[Problem] Please render the lines from the one with "Point out every instance of the small" through the end of the records as a Markdown table with the columns No. and Text, omitting blank lines.

— Start of Data entries —

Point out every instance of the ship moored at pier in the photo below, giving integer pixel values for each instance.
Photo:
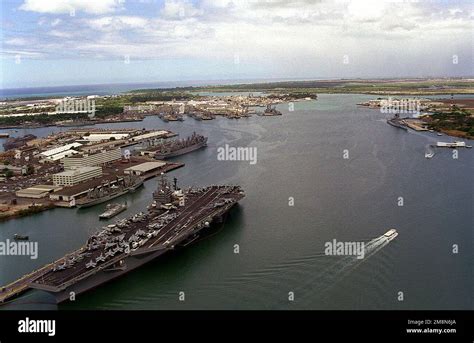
(174, 219)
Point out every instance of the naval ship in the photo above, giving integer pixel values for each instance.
(180, 146)
(108, 191)
(174, 219)
(397, 122)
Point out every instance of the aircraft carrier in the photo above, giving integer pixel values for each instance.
(175, 218)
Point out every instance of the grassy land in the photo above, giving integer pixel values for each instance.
(393, 87)
(457, 122)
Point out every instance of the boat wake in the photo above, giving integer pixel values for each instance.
(308, 277)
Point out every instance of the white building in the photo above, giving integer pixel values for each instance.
(97, 137)
(59, 152)
(98, 159)
(74, 176)
(144, 168)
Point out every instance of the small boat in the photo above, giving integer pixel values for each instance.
(18, 237)
(391, 234)
(112, 210)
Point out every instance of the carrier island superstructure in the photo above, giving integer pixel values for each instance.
(175, 218)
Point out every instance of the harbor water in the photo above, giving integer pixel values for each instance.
(301, 193)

— End of Data entries —

[Worked solution]
| No. | Text |
|---|---|
| 1 | Point out every instance of the small boat in the photo above, giving integer pixel values for each instance. |
| 2 | (18, 237) |
| 3 | (391, 234) |
| 4 | (112, 210) |
| 5 | Point out every instance of the carrier island superstructure in the photo above, giving integer pixel values for each instance. |
| 6 | (175, 218) |
| 7 | Point out every instance of the harbor water in the photo above, giving integer pixel values for each instance. |
| 8 | (301, 193) |